(Excerpts from point annotation data)

┄┄┄┄┄┄

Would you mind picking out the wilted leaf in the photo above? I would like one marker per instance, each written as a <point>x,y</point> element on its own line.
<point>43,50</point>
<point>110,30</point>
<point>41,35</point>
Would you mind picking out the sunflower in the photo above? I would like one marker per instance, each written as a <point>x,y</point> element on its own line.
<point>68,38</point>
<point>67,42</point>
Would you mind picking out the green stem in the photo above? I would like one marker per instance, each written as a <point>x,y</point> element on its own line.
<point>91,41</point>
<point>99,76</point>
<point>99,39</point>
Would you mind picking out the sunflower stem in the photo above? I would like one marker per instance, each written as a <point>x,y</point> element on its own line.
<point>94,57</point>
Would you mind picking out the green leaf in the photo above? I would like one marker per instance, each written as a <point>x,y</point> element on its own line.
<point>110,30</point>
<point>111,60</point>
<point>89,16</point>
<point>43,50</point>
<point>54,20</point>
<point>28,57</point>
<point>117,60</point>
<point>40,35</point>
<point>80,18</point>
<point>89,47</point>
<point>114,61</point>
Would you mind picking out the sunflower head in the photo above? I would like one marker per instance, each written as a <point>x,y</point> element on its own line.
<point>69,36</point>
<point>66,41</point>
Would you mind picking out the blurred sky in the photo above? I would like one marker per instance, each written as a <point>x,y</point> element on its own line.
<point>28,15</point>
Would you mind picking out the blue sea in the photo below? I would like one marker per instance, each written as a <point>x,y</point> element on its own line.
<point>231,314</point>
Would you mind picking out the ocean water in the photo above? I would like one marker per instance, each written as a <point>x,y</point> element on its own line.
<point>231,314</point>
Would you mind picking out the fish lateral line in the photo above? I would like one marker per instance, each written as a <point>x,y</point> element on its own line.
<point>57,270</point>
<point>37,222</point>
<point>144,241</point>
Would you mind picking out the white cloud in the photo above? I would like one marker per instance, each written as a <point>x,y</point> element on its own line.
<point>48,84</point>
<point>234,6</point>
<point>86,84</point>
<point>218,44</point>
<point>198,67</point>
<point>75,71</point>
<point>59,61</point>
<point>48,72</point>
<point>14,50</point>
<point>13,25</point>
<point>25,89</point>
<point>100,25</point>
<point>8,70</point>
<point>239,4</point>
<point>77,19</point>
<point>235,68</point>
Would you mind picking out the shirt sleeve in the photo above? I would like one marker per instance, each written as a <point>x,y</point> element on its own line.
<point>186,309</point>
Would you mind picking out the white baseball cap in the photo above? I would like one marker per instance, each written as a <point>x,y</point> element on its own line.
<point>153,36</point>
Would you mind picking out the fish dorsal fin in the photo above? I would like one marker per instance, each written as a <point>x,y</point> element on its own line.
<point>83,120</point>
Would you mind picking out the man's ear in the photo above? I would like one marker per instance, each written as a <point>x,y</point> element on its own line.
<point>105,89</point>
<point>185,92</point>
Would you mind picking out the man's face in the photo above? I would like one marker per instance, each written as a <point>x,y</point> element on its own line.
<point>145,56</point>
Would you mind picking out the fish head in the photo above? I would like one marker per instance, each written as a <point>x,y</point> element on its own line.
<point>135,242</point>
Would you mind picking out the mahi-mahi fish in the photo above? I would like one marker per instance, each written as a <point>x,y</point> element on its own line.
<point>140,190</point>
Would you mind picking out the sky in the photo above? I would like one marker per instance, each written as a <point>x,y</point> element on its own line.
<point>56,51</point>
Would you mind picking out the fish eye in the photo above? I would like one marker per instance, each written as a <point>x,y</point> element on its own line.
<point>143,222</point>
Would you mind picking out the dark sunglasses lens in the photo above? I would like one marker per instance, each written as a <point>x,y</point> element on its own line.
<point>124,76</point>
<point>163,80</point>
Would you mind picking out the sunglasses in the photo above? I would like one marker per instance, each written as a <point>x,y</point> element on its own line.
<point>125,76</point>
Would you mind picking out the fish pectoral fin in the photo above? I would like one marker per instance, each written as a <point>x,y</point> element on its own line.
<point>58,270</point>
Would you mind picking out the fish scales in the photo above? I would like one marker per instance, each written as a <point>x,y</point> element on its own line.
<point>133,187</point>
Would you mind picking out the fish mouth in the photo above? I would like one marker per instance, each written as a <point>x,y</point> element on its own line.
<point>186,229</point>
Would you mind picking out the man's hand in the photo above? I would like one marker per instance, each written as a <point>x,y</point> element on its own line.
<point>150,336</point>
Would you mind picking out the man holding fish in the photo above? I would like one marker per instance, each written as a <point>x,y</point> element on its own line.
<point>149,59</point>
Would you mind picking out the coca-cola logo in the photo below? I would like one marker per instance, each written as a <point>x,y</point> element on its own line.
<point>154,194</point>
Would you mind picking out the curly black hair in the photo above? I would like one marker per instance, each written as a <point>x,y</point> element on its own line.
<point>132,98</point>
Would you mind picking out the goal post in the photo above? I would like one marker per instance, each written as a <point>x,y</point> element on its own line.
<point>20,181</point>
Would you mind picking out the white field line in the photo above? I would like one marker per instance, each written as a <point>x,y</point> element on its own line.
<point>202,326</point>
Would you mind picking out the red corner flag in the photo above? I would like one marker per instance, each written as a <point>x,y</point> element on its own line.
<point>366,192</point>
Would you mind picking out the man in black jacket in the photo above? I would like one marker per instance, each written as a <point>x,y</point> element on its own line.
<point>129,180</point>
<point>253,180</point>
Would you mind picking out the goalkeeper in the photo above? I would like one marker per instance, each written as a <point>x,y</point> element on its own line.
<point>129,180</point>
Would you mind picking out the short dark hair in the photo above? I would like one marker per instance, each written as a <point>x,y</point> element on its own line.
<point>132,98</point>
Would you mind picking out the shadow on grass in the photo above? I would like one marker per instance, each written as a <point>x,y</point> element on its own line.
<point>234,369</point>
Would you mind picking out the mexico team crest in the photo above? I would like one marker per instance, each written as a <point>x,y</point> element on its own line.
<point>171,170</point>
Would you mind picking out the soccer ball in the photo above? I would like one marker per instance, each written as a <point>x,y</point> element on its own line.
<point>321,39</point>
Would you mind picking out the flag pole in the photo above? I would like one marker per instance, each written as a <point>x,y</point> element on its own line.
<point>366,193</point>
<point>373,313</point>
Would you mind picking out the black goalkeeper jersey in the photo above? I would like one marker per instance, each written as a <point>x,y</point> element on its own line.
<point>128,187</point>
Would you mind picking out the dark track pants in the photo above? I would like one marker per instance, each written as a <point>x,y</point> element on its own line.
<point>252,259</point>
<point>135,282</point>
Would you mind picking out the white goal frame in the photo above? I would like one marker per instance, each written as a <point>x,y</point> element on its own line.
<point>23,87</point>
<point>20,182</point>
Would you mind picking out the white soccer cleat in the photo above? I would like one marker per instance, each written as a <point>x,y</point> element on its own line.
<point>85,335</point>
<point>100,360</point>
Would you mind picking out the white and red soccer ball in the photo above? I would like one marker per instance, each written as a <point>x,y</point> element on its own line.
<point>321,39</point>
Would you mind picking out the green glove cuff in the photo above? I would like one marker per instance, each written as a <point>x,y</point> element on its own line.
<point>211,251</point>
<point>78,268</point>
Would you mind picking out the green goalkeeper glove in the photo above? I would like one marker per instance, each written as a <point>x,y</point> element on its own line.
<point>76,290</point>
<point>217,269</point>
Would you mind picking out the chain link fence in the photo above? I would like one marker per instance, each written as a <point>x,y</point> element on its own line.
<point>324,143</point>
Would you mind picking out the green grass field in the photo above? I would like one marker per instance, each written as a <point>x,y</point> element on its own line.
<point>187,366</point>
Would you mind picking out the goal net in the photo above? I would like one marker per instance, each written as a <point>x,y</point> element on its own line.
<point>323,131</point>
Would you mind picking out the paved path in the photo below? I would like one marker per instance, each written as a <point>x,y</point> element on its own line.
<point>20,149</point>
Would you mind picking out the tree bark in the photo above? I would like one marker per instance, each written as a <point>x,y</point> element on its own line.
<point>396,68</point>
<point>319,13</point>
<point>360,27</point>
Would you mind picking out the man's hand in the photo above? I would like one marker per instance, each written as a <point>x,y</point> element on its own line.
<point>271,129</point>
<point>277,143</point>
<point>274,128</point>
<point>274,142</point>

┄┄┄┄┄┄

EXERCISE AIM:
Transcribe word for word every line of the data from the one containing "Would you mind picking out the paved" through the final line, including both.

SOLUTION TO THIS PROBLEM:
Would you mind picking out the paved path in the photo below? I would like one marker per instance, each written as a <point>x,y</point> element on its own line.
<point>20,149</point>
Would you mind picking out the tree bark in the photo above? I would like one marker per instance, each written as a <point>x,y</point> element on its own line.
<point>396,68</point>
<point>319,13</point>
<point>360,27</point>
Would you mind picking out the man's hand in the photo above? I would like one marker per instance, each written as a <point>x,y</point> element on its own line.
<point>271,129</point>
<point>277,143</point>
<point>274,128</point>
<point>274,142</point>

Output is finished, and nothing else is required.